## PROVIDED DATA
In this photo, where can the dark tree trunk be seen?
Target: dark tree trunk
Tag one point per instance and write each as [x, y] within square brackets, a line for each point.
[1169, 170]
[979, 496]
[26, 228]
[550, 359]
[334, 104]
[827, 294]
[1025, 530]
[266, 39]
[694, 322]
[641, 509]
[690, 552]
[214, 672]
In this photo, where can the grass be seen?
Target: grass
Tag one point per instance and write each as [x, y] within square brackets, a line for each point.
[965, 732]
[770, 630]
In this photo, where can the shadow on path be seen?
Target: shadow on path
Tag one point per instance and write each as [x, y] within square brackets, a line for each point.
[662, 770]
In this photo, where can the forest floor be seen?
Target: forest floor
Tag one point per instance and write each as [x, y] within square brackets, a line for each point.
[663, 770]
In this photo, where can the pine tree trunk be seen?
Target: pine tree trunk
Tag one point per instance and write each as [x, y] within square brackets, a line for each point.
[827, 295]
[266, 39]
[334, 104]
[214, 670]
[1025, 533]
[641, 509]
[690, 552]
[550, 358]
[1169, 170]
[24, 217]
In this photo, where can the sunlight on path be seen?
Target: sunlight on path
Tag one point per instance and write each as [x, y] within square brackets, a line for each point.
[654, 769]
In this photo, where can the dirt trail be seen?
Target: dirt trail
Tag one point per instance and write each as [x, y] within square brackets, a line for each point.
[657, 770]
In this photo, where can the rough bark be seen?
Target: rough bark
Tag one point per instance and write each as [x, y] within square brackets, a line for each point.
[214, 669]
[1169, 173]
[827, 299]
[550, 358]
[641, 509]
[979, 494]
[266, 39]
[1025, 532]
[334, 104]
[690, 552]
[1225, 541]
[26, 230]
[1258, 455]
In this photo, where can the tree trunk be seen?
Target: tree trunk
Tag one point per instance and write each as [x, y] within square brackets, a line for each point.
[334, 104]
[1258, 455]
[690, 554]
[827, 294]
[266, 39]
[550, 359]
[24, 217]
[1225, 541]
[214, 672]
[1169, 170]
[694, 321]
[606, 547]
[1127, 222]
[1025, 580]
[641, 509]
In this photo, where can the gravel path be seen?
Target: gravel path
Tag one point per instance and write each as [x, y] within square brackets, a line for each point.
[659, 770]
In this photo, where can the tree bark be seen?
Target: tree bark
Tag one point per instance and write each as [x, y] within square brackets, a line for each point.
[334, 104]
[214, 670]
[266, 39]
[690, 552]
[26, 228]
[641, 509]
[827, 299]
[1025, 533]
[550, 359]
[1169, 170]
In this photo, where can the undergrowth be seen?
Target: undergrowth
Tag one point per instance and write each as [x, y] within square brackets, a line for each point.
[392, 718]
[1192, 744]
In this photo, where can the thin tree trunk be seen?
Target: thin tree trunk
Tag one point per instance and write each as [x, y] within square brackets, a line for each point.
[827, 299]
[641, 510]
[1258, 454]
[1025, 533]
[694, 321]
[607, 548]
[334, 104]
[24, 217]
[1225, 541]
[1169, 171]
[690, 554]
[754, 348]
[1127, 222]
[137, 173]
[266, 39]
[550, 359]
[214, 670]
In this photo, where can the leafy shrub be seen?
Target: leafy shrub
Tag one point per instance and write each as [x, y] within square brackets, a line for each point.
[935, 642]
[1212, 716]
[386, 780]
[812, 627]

## WORK TO COMPLETE
However many lines the data holds, return each one exactly.

## WRITTEN ANSWER
In this photo, where can the dark tree trunk be seen?
Target: dark tree trunk
Tag one point per instance and write each as [x, y] within square brackets, a line for each point.
[1169, 170]
[979, 496]
[26, 228]
[550, 359]
[334, 104]
[827, 294]
[1025, 530]
[266, 39]
[694, 322]
[641, 509]
[690, 552]
[214, 672]
In this photo, where can the grass be seen?
Target: grass
Tag one point per instance and write each as [x, y] within square brackets, a line for each point.
[965, 732]
[770, 630]
In this photo, where can the shadow on path be seen?
Target: shadow on path
Tag one point per instance and write each as [x, y] within square brackets, a line for each point.
[662, 770]
In this photo, where can the forest floor be seen?
Target: forest floor
Tag one point per instance and write each as [x, y] within square brackets, a line for each point.
[663, 770]
In this photo, where can the pine tree trunk be seen?
Target: pine tree trunk
Tag one point per instance and write each as [x, y] within square brackets, a line for each point.
[827, 295]
[266, 39]
[334, 104]
[214, 670]
[1025, 533]
[641, 509]
[690, 552]
[550, 358]
[1169, 170]
[24, 217]
In this photo, where can the sunlight on path be seen?
Target: sunlight on path
Tag one point per instance and write each as [x, y] within square brackets, a line for each point.
[654, 769]
In this photo, where can the dirt trail be seen?
Target: dirt trail
Tag one point per instance and write each as [x, y] within square brackets, a line for each point.
[657, 770]
In this photo, where can the rough bark be seen?
Target: rough bark
Tag one point per instance and write each as [x, y] within square brackets, a line for each point.
[214, 669]
[1169, 173]
[827, 299]
[550, 358]
[641, 509]
[979, 494]
[266, 39]
[1025, 532]
[334, 104]
[690, 552]
[1225, 541]
[26, 230]
[1258, 455]
In this photo, where can the tree trunk be seen?
Target: tree trunk
Tag one point per instance and write each as [x, y] within square brackets, a line for each point.
[334, 104]
[1258, 455]
[690, 554]
[827, 294]
[266, 39]
[550, 359]
[24, 217]
[1225, 541]
[214, 672]
[1169, 170]
[694, 321]
[606, 547]
[1127, 222]
[1025, 580]
[641, 509]
In this photo, where can the gravel path be seen?
Target: gravel path
Tag one point per instance and write each as [x, y] within square brackets, a line for each point.
[659, 770]
In this photo, where can the tree bark be seen?
Target: tree bark
Tag one point per instance and write each as [x, y] within square brackets, a line for each point.
[334, 104]
[214, 670]
[266, 39]
[690, 552]
[26, 228]
[641, 509]
[827, 299]
[1025, 533]
[550, 359]
[1169, 170]
In this photo, where can the undergrowth be seen?
Target: undergrowth
Tag one point per instance and write each as [x, y] within square brackets, a line for each point.
[392, 718]
[1192, 744]
In this photo, where can the thin tree trunk be seen?
Target: thin tree trunk
Tag one point per instance and write each as [x, y] within square brackets, a line for each point.
[827, 299]
[641, 510]
[1258, 454]
[1025, 533]
[694, 321]
[607, 548]
[334, 104]
[24, 217]
[1225, 541]
[1169, 171]
[690, 554]
[754, 348]
[1127, 222]
[137, 173]
[266, 39]
[550, 359]
[214, 670]
In this photo, where can the leafy shrub be seen?
Target: leafy shrub
Tag one point per instance and write each as [x, y] within square brackets, a line for each point.
[935, 642]
[1212, 716]
[386, 780]
[812, 627]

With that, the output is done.